Stated goal 1 - In the post about the relationship, rewrite the stretch from "My partner and" through "a bit distant.", substituting "rut" for "routine".
Stated goal 2 - Pick up the post about the couple growing distant after its last sentence and keep writing it.
** Start of Source passage **
Just need some help on my current situation with my girlfriend of the past 4+ years.

My partner and I have lived together for some time and like most couples have a few ups and downs. When its up its amazing. When its down it hurts. We are both in our early/mid 20's. Last year we had problems and a discussion about where we are going and we both felt we need to do more together. Go out more and such things as we both felt we were in a poor and boring routine and for a young couple didn't do as much as we should. We worked on it and well I felt things got better. We was out more having some good times along the way too. I even pulled a few cheeky sickys at work as the time was feeling good together.

The past few months (2-3 say) things started to slip in to the old way again. Although we have been active and continued to always go out we started to feel a bit distant.

The past couple weeks we have had a few problems/disagreements which lead to a talk last week. She approached me and said we need to talk (I feared the worse!). Being nervous when we sat to talk it was clear after not to long the problem is what I predicted of feeling distant from each other.

She said shes worried about us and said its so sad to see we seems distant after the years we have had together. She said if we continue like this now think how bad we could be next year. I agreed because she was speaking the truth there's no way around it. She then said she felt that after the problems last year we have gone up the back down. She said she doesn't know why we are so distant and that we obviously shouldn't be. She said would it help if we had a break? Or if I went to my folks for a while? I really didn't know what to say trying to take it all in.

We talk for a good few hours on and off about it saying what we felt. I told her I loved her dearly ( which of course I do) and said I will do what it takes to get this right and make it work. She said after last year and when we tried it didn't work so wanted to know what we could do differently this time.

I later suggested that maybe if maybe she did go to her folks for a bit and see each other 3-4 days a week it may make us appreciate each others company more and maybe get them feelings back when we see each other instead of just take each other for granted. She agreed.
** End of Source passage **
** Start of Supplied records **
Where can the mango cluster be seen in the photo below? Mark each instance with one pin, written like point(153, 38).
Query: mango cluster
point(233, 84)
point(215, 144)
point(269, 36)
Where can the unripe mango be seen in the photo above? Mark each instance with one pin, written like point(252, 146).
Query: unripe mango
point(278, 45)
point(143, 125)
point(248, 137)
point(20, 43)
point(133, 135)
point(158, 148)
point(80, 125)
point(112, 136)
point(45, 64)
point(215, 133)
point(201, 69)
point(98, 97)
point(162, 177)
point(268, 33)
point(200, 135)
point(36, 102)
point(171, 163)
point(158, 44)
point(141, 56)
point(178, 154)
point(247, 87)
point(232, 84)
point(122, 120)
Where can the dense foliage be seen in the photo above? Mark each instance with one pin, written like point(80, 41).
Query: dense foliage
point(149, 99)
** End of Supplied records **
** Start of Supplied records **
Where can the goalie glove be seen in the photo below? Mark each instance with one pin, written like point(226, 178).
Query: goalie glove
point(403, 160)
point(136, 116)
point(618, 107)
** End of Supplied records **
** Start of Supplied records **
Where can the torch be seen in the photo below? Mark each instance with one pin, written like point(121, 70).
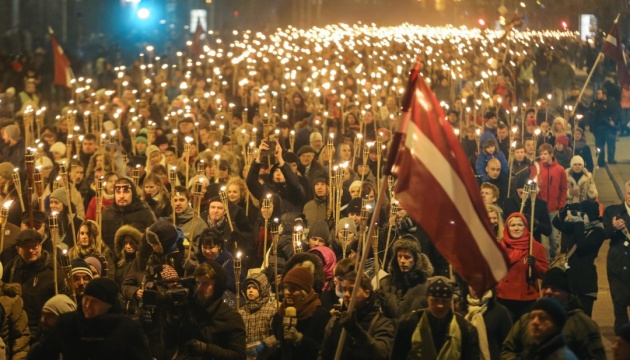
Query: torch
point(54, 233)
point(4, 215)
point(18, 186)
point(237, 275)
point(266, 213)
** End of Supplied records **
Reply 1 -
My partner and I have lived together for some time and like most couples have a few ups and downs. When its up its amazing. When its down it hurts. We are both in our early/mid 20's. Last year we had problems and a discussion about where we are going and we both felt we need to do more together. Go out more and such things as we both felt we were in a poor and boring rut and for a young couple didn't do as much as we should. We worked on it and well I felt things got better. We was out more having some good times along the way too. I even pulled a few cheeky sickys at work as the time was feeling good together.

The past few months (2-3 say) things started to slip in to the old way again. Although we have been active and continued to always go out we started to feel a bit distant.

Reply 2 -
Later that evening I said to her I want to make sure we are going to do this. Do it together, not just me wanting to do it both of us. I asked if its what she wants and if she wants to do it. She said yeah I do, I do.

The next day she went to her folks place. After serious thinking on my own I didn't know when to make the approach of meeting up. I decided to text her the day after to meet up the next day or something. She messaged back and said can we not leave it for a week or two?
I just replied calmly and said if that's what you want then ok, just I felt we agreed to see each other a few times a week and thought we should make a start. She replied, I'd rather wait for a bit I'm sorry.

I understand she may want space but its of course hard cause I want to get this right and make it work.

What do I do next?

Its been a few days since we had the discussion together and naturally I miss her so much (more so maybe cause I know we aren't perfect at the moment) and really want to see and talk to her! It also hurts she hasn't made contact but again I kind of understand.

Its hard I feel I'm paranoid at times and always thinking negative thoughts then positives thoughts a split second later.

We also agreed last year to move flats and she said to me "Will that ever happen? We spoke about it last year and here and there and done nothing about it". This is something I really want to do and didn't speak much about it as I was saving for it as well as a holiday we have booked (which may now be cancelled as we have on paid a deposit and she did mention this). Do I try push this a little?

Any advice for me would be amazing guys!

Help me save the love of my life!

Many Thanks,

Ashley.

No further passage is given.